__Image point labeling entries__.
:::::
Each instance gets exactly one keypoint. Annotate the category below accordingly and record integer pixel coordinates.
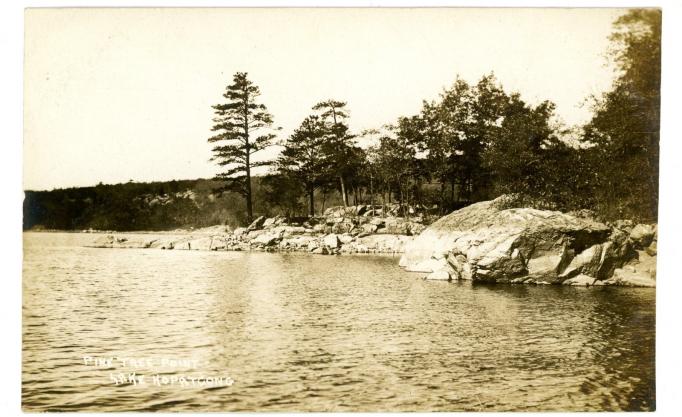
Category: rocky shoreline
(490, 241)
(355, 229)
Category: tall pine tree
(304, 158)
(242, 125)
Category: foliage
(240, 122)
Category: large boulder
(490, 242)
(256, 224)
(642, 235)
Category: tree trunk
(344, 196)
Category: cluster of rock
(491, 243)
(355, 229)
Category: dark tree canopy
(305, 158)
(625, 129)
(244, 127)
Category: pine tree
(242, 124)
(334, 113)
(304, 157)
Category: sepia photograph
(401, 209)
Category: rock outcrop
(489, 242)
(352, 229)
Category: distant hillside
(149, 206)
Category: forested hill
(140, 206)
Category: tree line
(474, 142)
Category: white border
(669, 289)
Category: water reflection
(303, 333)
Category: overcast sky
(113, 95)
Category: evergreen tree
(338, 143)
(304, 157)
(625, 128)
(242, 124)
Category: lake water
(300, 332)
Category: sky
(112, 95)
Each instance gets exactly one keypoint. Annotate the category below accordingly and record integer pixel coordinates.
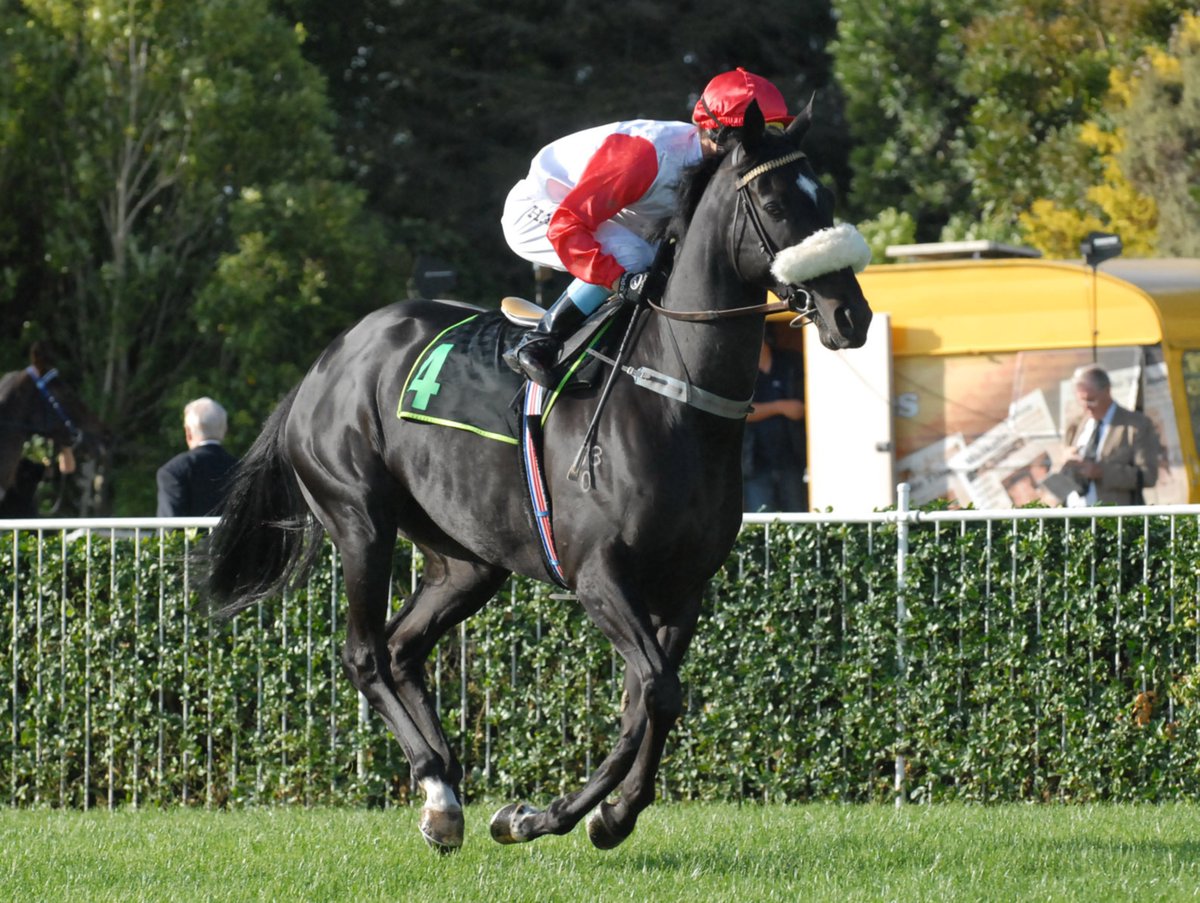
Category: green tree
:::::
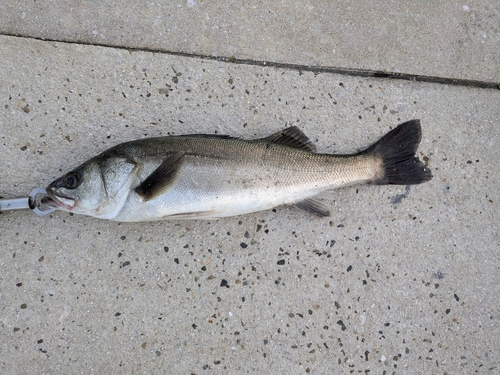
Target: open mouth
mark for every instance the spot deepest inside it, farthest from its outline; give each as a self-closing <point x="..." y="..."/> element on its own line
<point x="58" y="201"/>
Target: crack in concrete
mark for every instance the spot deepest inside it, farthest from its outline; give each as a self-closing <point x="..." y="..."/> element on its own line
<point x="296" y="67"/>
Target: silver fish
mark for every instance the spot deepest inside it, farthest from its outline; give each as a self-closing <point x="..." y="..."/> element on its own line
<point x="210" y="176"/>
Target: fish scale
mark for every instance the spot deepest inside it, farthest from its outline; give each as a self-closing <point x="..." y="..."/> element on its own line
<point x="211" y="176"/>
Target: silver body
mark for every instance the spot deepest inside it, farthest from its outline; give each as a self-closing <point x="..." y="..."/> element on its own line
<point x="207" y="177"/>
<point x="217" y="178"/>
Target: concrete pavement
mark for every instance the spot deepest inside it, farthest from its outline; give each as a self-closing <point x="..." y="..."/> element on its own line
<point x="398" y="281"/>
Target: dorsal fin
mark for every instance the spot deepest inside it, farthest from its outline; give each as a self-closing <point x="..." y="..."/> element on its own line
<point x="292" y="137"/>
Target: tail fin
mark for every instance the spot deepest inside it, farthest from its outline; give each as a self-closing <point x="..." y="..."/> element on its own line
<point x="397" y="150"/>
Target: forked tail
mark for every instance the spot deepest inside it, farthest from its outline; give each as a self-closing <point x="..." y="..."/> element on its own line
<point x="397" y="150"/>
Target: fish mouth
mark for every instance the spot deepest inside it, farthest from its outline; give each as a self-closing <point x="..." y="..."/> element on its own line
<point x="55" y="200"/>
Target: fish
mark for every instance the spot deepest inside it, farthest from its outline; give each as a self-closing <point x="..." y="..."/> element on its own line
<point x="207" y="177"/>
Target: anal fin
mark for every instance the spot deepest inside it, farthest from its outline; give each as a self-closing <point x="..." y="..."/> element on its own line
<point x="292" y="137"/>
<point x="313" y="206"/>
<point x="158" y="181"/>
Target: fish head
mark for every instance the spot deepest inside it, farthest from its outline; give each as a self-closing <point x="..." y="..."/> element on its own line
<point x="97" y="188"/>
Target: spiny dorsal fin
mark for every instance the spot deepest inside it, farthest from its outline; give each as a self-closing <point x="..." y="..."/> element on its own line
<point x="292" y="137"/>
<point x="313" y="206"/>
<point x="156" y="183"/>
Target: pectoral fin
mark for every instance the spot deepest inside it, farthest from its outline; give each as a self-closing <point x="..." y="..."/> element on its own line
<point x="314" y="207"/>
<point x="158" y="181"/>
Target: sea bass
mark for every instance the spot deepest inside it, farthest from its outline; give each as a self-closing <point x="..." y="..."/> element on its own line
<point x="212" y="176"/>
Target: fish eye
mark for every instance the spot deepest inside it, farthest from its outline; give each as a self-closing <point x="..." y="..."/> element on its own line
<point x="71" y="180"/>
:::::
__WHAT TO WORK ON__.
Which lines in the entries above contain the word "tree", matching case exactly? Return every one of those lines.

__EXERCISE ANSWER__.
Category: tall pine tree
Category: tree trunk
Category: dark tree canopy
Category: pine tree
Category: tree line
Category: evergreen tree
Category: green tree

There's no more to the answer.